How to complete this task:
Return the data verbatim, without pictures.

***** Material for this task

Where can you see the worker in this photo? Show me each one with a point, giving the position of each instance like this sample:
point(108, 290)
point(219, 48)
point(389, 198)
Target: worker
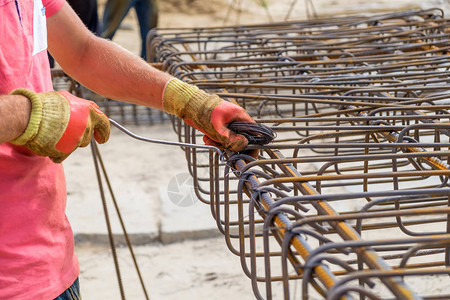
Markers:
point(40, 127)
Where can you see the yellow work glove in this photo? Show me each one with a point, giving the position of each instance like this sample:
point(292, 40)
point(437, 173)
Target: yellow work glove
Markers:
point(60, 123)
point(208, 113)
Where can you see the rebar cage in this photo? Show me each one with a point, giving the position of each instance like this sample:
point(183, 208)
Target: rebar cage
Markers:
point(352, 198)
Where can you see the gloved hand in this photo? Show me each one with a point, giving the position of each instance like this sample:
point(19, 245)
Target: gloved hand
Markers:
point(208, 113)
point(61, 122)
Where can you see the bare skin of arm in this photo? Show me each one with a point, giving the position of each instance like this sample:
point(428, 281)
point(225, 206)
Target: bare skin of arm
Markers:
point(14, 112)
point(101, 65)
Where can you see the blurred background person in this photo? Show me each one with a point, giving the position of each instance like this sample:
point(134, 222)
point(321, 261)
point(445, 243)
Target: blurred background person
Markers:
point(87, 10)
point(116, 10)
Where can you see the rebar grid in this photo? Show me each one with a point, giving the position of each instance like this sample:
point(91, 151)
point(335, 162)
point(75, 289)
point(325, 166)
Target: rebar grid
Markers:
point(352, 199)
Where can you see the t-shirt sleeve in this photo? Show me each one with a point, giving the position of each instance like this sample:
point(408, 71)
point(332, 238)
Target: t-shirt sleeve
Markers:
point(52, 6)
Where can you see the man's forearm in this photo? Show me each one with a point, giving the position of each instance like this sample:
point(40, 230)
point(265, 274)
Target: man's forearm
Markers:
point(103, 66)
point(14, 116)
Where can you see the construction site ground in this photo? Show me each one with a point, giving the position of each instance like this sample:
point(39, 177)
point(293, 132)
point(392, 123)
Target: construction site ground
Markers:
point(179, 250)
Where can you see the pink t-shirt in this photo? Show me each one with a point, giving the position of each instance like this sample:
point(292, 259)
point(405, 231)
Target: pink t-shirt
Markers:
point(37, 258)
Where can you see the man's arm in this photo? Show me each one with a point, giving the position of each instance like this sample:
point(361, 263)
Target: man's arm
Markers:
point(111, 71)
point(15, 112)
point(101, 65)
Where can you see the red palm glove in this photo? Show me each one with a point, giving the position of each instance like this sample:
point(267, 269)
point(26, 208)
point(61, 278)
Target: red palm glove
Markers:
point(60, 123)
point(208, 113)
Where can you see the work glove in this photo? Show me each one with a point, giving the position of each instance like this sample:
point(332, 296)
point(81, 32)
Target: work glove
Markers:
point(60, 123)
point(207, 113)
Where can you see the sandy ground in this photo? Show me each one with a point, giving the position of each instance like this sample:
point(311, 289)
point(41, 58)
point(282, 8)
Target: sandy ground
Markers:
point(192, 269)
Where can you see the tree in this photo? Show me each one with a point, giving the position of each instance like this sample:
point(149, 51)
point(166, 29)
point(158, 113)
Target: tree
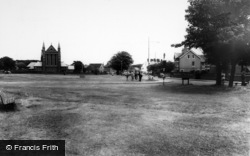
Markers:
point(121, 61)
point(162, 67)
point(7, 63)
point(79, 67)
point(220, 29)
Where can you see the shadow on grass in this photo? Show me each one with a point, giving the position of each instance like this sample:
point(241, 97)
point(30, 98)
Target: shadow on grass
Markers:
point(12, 107)
point(199, 89)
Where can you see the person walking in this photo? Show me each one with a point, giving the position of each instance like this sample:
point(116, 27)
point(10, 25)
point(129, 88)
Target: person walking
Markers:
point(140, 75)
point(132, 76)
point(127, 75)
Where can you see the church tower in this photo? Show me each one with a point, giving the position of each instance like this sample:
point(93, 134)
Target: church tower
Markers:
point(43, 57)
point(51, 59)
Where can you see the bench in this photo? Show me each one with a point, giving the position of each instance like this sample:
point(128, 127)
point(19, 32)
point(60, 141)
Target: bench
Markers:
point(236, 83)
point(5, 99)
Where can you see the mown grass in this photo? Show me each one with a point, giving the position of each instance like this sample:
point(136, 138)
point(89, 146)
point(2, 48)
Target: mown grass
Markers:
point(105, 115)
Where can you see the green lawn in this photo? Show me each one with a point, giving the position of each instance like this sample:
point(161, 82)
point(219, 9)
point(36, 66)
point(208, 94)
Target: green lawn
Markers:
point(107, 115)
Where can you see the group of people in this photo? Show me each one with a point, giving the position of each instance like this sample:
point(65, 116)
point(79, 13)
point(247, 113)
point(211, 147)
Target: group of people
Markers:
point(136, 75)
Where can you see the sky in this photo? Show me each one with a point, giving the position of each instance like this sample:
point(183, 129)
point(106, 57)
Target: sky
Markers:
point(92, 31)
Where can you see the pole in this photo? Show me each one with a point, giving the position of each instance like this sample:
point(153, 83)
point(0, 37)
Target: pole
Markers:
point(148, 50)
point(121, 67)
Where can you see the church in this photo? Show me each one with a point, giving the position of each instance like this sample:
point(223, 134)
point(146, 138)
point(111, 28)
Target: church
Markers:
point(50, 61)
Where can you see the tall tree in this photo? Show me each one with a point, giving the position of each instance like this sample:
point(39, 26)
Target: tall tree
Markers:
point(7, 63)
point(121, 61)
point(220, 29)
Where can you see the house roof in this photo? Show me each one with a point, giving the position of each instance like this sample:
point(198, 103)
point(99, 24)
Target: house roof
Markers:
point(31, 64)
point(38, 64)
point(71, 67)
point(137, 65)
point(185, 51)
point(176, 55)
point(63, 64)
point(202, 58)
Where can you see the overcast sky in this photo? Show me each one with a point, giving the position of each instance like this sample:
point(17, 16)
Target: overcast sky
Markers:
point(91, 31)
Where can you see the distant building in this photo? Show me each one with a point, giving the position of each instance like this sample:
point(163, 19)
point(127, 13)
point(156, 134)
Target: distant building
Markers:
point(135, 67)
point(95, 68)
point(188, 60)
point(50, 61)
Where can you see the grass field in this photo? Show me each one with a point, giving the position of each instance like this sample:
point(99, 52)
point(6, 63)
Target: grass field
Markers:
point(109, 116)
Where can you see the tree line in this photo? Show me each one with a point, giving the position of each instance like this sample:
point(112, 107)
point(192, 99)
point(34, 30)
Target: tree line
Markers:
point(221, 28)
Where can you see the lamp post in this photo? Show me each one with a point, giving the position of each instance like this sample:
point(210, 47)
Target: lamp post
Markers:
point(121, 67)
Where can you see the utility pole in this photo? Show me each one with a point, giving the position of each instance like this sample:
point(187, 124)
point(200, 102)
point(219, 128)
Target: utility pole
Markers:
point(148, 50)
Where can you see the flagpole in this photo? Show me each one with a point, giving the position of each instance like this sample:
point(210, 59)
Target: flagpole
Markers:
point(148, 50)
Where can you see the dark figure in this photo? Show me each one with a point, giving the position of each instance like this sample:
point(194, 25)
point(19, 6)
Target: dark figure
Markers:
point(132, 76)
point(136, 75)
point(127, 75)
point(140, 76)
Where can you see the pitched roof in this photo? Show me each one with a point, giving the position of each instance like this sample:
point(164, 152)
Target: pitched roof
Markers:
point(38, 64)
point(71, 67)
point(51, 48)
point(63, 64)
point(176, 55)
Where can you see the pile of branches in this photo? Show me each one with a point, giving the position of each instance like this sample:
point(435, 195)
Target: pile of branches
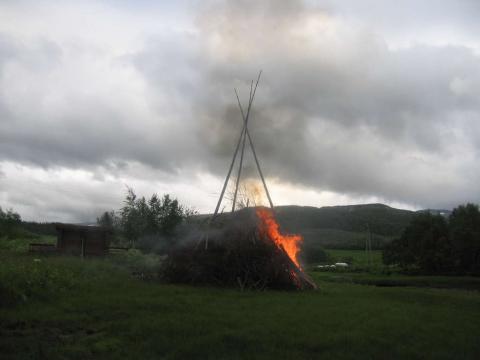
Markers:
point(236, 255)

**********

Expected answer:
Where can you see the worker in this photo? Show me each one with a point, giving the position of each instance like this sample:
point(108, 290)
point(219, 48)
point(389, 198)
Target: worker
Markers:
point(40, 127)
Where can you see the yellow work glove in this photo? Show me each one with a point, giving the position of each instance like this sample:
point(292, 40)
point(437, 173)
Target: yellow work glove
Markers:
point(60, 123)
point(208, 113)
Where can you see the rebar cage in this photo? Show me each one with a point, giving the position of each instance like this sample:
point(183, 208)
Target: rebar cage
Markers:
point(352, 198)
Where can you see the gloved hand in this photo? Show me each one with a point, giving the position of each instance like this sample:
point(19, 245)
Target: gloved hand
Markers:
point(208, 113)
point(61, 122)
Where can you see the bare skin of arm in this photo? Show me each one with a point, giving the position of each instance like this sample:
point(428, 281)
point(225, 206)
Target: bare skin of arm
Markers:
point(14, 112)
point(101, 65)
Where can you see the blurred background person in this photo? Show me each one with a point, giving the position of each instance like this sample:
point(134, 222)
point(321, 261)
point(445, 243)
Target: blurred background person
Markers:
point(87, 10)
point(116, 10)
Where can you see the rebar grid in this photo? Show me each one with a point, giving the position of each instance like this sample:
point(91, 151)
point(335, 162)
point(75, 289)
point(325, 166)
Target: rebar grid
Markers:
point(352, 199)
Where can you see the t-shirt sleeve in this photo? Show me each one with a point, giving the position of each instance like this sample:
point(408, 71)
point(332, 238)
Target: t-shirt sleeve
Markers:
point(52, 6)
Where can you see the man's forearm in this photo? Show me each one with a point, giving the position of each instance like this sample:
point(40, 230)
point(265, 274)
Target: man's forearm
Markers:
point(103, 66)
point(14, 116)
Where can you see the construction site ground in this photo? Show me each one with a point, giving the position of each instance like this sample:
point(39, 177)
point(293, 132)
point(392, 123)
Target: construction site ground
Markers:
point(179, 250)
Where can you see the pink t-shirt in this photo? Show me each one with a point, giving the position of each instance like this sample:
point(292, 259)
point(405, 231)
Target: pink t-shirt
Markers:
point(37, 258)
Where can you see the man's arm in this photo? Show me each one with a point, giving the position of each instance like this sample:
point(361, 263)
Target: man's arm
Markers:
point(111, 71)
point(15, 112)
point(101, 65)
Where can you see the red palm glove in this photo? Show me each one with a point, giving the position of each instance like this sample:
point(267, 269)
point(26, 208)
point(61, 278)
Target: red palm glove
Markers:
point(60, 123)
point(208, 113)
Where can you see the work glove in this photo? Show me each one with a point, giving the position of each instance like this sample:
point(332, 296)
point(81, 32)
Target: work glove
Markers:
point(60, 123)
point(207, 113)
Where can you see the sandy ground in this photo? Show me each one with a point, giving the position of each instance like this sample:
point(311, 289)
point(41, 58)
point(282, 8)
Target: sandy ground
Markers:
point(192, 269)
Where can you see the tree in this photo? Show me each one with a point, giving the position of each instance like this sample:
point(149, 51)
point(166, 29)
point(158, 113)
Target: tree
Markers:
point(121, 61)
point(162, 67)
point(7, 63)
point(79, 67)
point(220, 29)
Where can you see the shadow on grass in this photo? Show me each one with a point, giving the position of each instance like this sample:
point(241, 97)
point(30, 98)
Target: shadow on grass
Markers:
point(12, 107)
point(199, 89)
Where can you see the person walking in this photo? Show me each one with a point, giving the position of each instance like this sample:
point(116, 27)
point(10, 25)
point(129, 88)
Target: person walking
Markers:
point(140, 75)
point(132, 76)
point(127, 75)
Where can you see the church tower in this photo? Show me each one with a point, giving the position of each instance like this sample:
point(93, 134)
Target: church tower
Markers:
point(43, 57)
point(51, 59)
Where can you see the bench in this photo? Show me each one with a point, giving the position of each instance like this sample:
point(128, 127)
point(19, 32)
point(60, 141)
Target: bench
Markers:
point(236, 83)
point(5, 99)
Where can you see the mown grass in this photo? Show me each one with a point, giving the position of each instance like this sample:
point(136, 138)
point(89, 146)
point(2, 48)
Target: mown grass
Markers:
point(105, 115)
Where can you see the green lawn in this photo? Show me each one with a point, giving the position of each instance like this sample:
point(161, 82)
point(219, 9)
point(36, 66)
point(208, 94)
Target: green lawn
Markers:
point(107, 115)
Where can you see the group of people in this photo? Show me each one with a point, giving the position of each instance like this sample:
point(65, 116)
point(79, 13)
point(247, 113)
point(211, 147)
Target: group of people
Markers:
point(136, 75)
Where can you see the sky in this photo? Show me each one with a point, giving the position of each instance like this sample:
point(183, 129)
point(106, 57)
Target: sky
Markers:
point(92, 31)
Where can you see the pole in this photo? Show me each one with a point, giving the position of each instance like this sample:
point(153, 83)
point(0, 37)
Target: pole
Markers:
point(148, 50)
point(121, 67)
Where can you see the church in this photo? Show me each one with a point, giving the position of each instance like this sample:
point(223, 134)
point(146, 138)
point(111, 28)
Target: church
Markers:
point(50, 61)
Where can you see the tall tree in this photo? Show me each one with a point, giving the position of each instance like this sample:
point(39, 26)
Target: tall tree
Markers:
point(7, 63)
point(121, 61)
point(220, 29)
Where can you see the house roof in this photo? Show me each one with a point, giving the position of each instance like this sample:
point(198, 103)
point(99, 24)
Target: house roof
Markers:
point(31, 64)
point(38, 64)
point(71, 67)
point(137, 65)
point(185, 51)
point(176, 55)
point(63, 64)
point(202, 58)
Where can you see the overcast sky in this photo? Show me each one with a point, giving the position of each instance like this sample:
point(17, 16)
Target: overcast sky
Markers:
point(91, 31)
Where can you see the distant building in this photo? Show me each one with a point, giving the position of each instance like this sample:
point(163, 19)
point(127, 13)
point(156, 134)
Target: distant building
Markers:
point(135, 67)
point(95, 68)
point(188, 60)
point(50, 61)
Where can you see the grass field in this photo? Show me each one with a point, giving the position of each instance like this sample:
point(99, 52)
point(6, 63)
Target: grass field
Markers:
point(109, 116)
Where can you see the tree line in this photo? Show me each one with a point, giving the position of each instance like this sample:
point(112, 107)
point(192, 99)
point(34, 30)
Target: tree line
Markers:
point(221, 28)
Where can you see the lamp post in this photo? Show me each one with a point, giving the position of each instance like this sample:
point(210, 47)
Target: lamp post
Markers:
point(121, 67)
Where can you see the utility pole in this photo? Show me each one with a point, giving the position of each instance like this sample:
point(187, 124)
point(200, 102)
point(219, 128)
Target: utility pole
Markers:
point(148, 50)
Where can you see the flagpole in this photo? Show me each one with a point, giving the position of each instance like this sample:
point(210, 59)
Target: flagpole
Markers:
point(148, 50)
Where can you see the dark figure in this photo? Show me each one with a point, giving the position of each instance like this sample:
point(194, 25)
point(19, 6)
Target: dark figure
Markers:
point(132, 76)
point(136, 75)
point(127, 75)
point(140, 76)
Where can you see the pitched roof in this photo? Show me each one with a point, giving the position of each instance like this sample:
point(164, 152)
Target: pitched roof
Markers:
point(38, 64)
point(71, 67)
point(51, 48)
point(63, 64)
point(176, 55)
Where can you see the pile of branches in this photo? Show me each one with a point, giving the position of each instance like this sample:
point(435, 195)
Target: pile of branches
Markers:
point(236, 255)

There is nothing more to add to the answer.